Tarefa a realizar |
Nos itens abaixo, converta em uma lista JSON de strings, uma para cada linha e sem linhas em branco, o trecho que vai da linha que contém "point: white window" até o fim dos itens, incluindo essa linha.

Linhas de dados:
╔══
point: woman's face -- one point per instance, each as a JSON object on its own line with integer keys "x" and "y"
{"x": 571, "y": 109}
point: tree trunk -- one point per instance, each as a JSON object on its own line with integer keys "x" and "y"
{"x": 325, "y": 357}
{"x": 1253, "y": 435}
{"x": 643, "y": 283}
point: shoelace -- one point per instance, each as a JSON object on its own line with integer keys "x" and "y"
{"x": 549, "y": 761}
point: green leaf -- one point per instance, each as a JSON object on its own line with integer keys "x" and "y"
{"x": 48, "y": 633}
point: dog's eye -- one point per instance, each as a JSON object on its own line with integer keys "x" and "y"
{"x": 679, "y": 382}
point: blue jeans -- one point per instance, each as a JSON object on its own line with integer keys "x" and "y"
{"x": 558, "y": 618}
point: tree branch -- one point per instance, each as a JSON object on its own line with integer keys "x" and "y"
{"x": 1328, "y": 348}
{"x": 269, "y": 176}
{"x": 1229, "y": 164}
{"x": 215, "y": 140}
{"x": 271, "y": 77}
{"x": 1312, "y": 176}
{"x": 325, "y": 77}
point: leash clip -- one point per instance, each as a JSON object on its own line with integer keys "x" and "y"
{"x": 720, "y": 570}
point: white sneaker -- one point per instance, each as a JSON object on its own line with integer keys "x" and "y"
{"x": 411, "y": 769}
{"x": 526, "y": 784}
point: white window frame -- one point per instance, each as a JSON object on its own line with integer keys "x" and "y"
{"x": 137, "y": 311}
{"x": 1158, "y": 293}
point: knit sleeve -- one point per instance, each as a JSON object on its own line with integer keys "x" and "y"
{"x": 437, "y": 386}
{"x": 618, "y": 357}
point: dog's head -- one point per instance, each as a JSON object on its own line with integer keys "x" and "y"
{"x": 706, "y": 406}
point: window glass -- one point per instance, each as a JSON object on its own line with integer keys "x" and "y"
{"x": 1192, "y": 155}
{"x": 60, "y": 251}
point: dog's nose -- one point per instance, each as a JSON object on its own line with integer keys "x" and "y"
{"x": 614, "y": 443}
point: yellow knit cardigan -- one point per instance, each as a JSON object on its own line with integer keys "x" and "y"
╚══
Resposta correta |
[
  "point: white window frame -- one point per instance, each as a JSON object on its own line with integer keys \"x\" and \"y\"",
  "{\"x\": 137, \"y\": 311}",
  "{\"x\": 1158, \"y\": 293}",
  "point: knit sleeve -- one point per instance, each as a JSON object on its own line with integer keys \"x\" and \"y\"",
  "{\"x\": 437, \"y\": 386}",
  "{\"x\": 618, \"y\": 357}",
  "point: dog's head -- one point per instance, each as a JSON object on its own line with integer keys \"x\" and \"y\"",
  "{\"x\": 706, \"y\": 406}",
  "point: window glass -- one point per instance, each as a JSON object on its own line with integer keys \"x\" and \"y\"",
  "{\"x\": 1192, \"y\": 155}",
  "{\"x\": 60, \"y\": 251}",
  "point: dog's nose -- one point per instance, each as a JSON object on its own line with integer keys \"x\" and \"y\"",
  "{\"x\": 614, \"y\": 443}",
  "point: yellow knit cardigan -- one point per instance, each as a JSON object on its own line with integer keys \"x\" and \"y\""
]